> TEXT PROVIDED:

◆ ◆ ◆ ◆ ◆ ◆ ◆

The signaling molecules of the immune system (e.g., cytokines) also participate in the GBA, possibly by two mechanisms: binding to VN receptors or transport across the BBB. Evidence shows that the afferent VN fiber has receptors for the cytokine interleukin-1β (Ek et al., 1998). This cytokine is capable of triggering its production and other proinflammatory cytokines that induce neuroinflammation (Shaftel et al., 2007). Tumor necrosis factor-α can cross the BBB (Gutierrez et al., 1993) and results in neuroinflammation and dysfunction in the brain (Seleme et al., 2017). Bacterial peptidoglycan (outermost covering of Gram-positive bacteria) derived from resident commensals could also cross the BBB under physiological conditions, thereby influencing the brain development and the social behavior in 3-day-old mice (Arentsen et al., 2016).
Another study in rats has shown that lipopolysaccharides (LPS), from the surface of Gram-negative bacteria, can also cross the BBB (Vargas-Caraveo et al., 2017). Studies in mice have shown that intraperitoneal injection of LPS resulted in a decrease in novel object exploratory behavior by impairing continuous attention and curiosity toward objects (Haba et al., 2012). LPS can bind to the toll-like receptor 4 expressed on the microglia (Laflamme and Rivest, 2001) and afferent VN (Hosoi et al., 2005). However, the relationship between LPS-driven immune activation and alteration of behavior remains to be established.
The immune system in the early postnatal period undergoes the most rapid and radical changes compared with other systems in the body (Goenka and Kollmann, 2015). Commensal microbiota is essential for driving normal immune stimulation and maturation (Kamada et al., 2013; Olin et al., 2018). In infants, the cells of the innate immune system (e.g., monocytes and macrophages) are mostly developed prenatally, but their functions remain less developed in newborns (Simon et al., 2015). This lower activity could be to avoid unnecessary immune reactions during the period of continuous developmental remodeling (Prabhudas et al., 2011; Franchi et al., 2012). The cells of the adaptive immune system (e.g., B and T cells) are low in number and are functionally immature in infants (Tasker and Marshall-Clarke, 2003; Haines et al., 2009), which is most likely due to limited exposure to antigens required to develop an immune memory (Prabhudas et al., 2011). With the development of immune cells in early life, the level of their secretory products (i.e., cytokines) can also change over time (Corbett et al., 2010). This dynamic nature of immune mediators in the early postnatal life is likely to contribute to the development of the brain and associated behavior.
Metabolites are low molecular weight compounds, typically under 1,000 Da, which are reactants, intermediates, or products of enzyme-mediated biochemical reactions (Fanos et al., 2012). Metabolites play essential roles in the GBA and can have either direct or indirect (e.g., interaction with a neural mediator) effects on brain function. Metabolites can be produced either by the host, the GI microbiota, or the interactions in between them. Among various metabolites produced in the body, tryptophan (TRP) metabolites, SCFA, and neurotransmitters are increasingly recognized as potential mediators of the GBA.

◆ ◆ ◆ ◆ ◆ ◆ ◆

> SOURCE DATA:
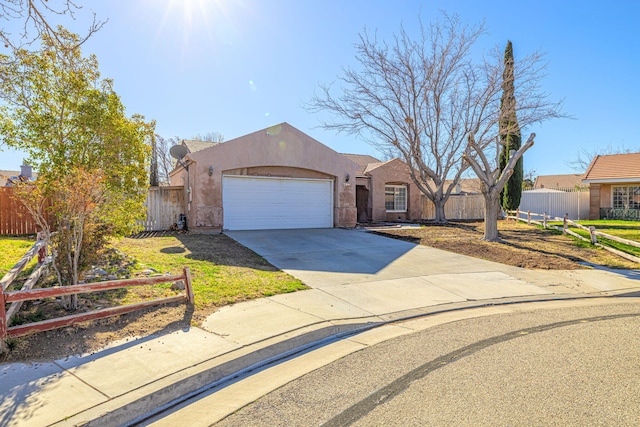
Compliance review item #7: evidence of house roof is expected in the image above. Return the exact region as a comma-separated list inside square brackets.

◆ ◆ ◆ ◆ ◆ ◆ ◆

> QUESTIONS ON THE MATERIAL:
(1) Answer these questions using the passage on immune mediators and metabolites.
(a) Which cytokine has receptors on the afferent VN fiber?
(b) In which animal did a study show that lipopolysaccharides can cross the BBB?
(c) Below what molecular weight do metabolites typically fall?
(2) Resume the passage on immune mediators and metabolites from the point where it stops.

> PER-TASK OUTPUTS:
(1)
(a) Interleukin-1β.
(b) Rats.
(c) 1,000 Da.

(2)
Tryptophan is an essential amino acid for the synthesis of body proteins, and it is a precursor to several metabolites. Once absorbed, TRP can be metabolized in enterocytes and hepatocytes, thereby reducing its availability to the rest of the body, including the brain (Waclawiková and El Aidy, 2018). TRP is metabolized through different pathways (hydroxylation and kynurenine) in the GI mucosa, producing neuroactive compounds (Bender, 1983) that are of importance for the GBA.
The hydroxylation pathway generates two important metabolites, 5-HT and melatonin that participate in the GBA (Bender, 1983). The neurotransmitter 5-HT is involved in GI functions such as gastric secretion and motility (Gershon and Tack, 2007), and in the brain it regulates mood and is involved in cognitive and behavioral functions (Cowen and Sherwood, 2013; Carhart-Harris and Nutt, 2017). About 95% of total 5-HT in the body is synthesized by enterochromaffin cell, a subtype of EEC, and 5% is synthesized in the central nervous system (Gershon and Tack, 2007). So far, there is no evidence for the production of 5-HT by the GI microbiota, but studies have shown that microbiota mediates 5-HT synthesis in EEC, which could account for up to 50% of GI-derived 5-HT (Reigstad et al., 2015; Yano et al., 2015).
There is no evidence supporting that 5-HT produced in the GI tract can cross the BBB. Nakatani et al. (2008) showed that brain-derived 5-HT could cross the BBB to reach the peripherical circulation in rats. Interestingly, microbes in the GI tract have shown to influence the brain 5-HT level in a mouse model (Clarke et al., 2013). More studies are required to evaluate the bi-directional transport of 5-HT across the BBB and the potential regulatory role by the GI microbiota. Recently, studies have shown that certain commensal microbes and probiotic strains can uptake luminal 5-HT via specific transporters, which in turn can influence the microbial colonization of the GI tract (Lyte and Brown, 2018; Fung et al., 2019). By linking these findings, it could be inferred that the GI microbiota both requires 5-HT produced in the GI tract and regulates the concentration of 5-HT both in the GI tract and brain. Hence, the role of microbiota in the host serotonergic system warrants further attention.
TRP is metabolized to 5-HT in a two-step process (Figure 3). TRP hydroxylase (TPH), a rate-limiting enzyme in the biosynthesis of 5-HT, exists in two isoforms in the GI tract (TPH1) and the brain (TPH2) (Bender, 1983; Badawy, 2019). The conversion of 5-HT to melatonin is another two-step process and is catalyzed by two limiting enzymes: N-acetyl transferase and hydroxyindole-O-methyltransferase (Bender, 1983; Zagajewski et al., 2012). Melatonin is produced both in the GI mucosa and the pineal gland (Zagajewski et al., 2012). Melatonin regulates circadian rhythms of behavior, physiology, and sleep patterns, and also regulates GI motility (Richard et al., 2009).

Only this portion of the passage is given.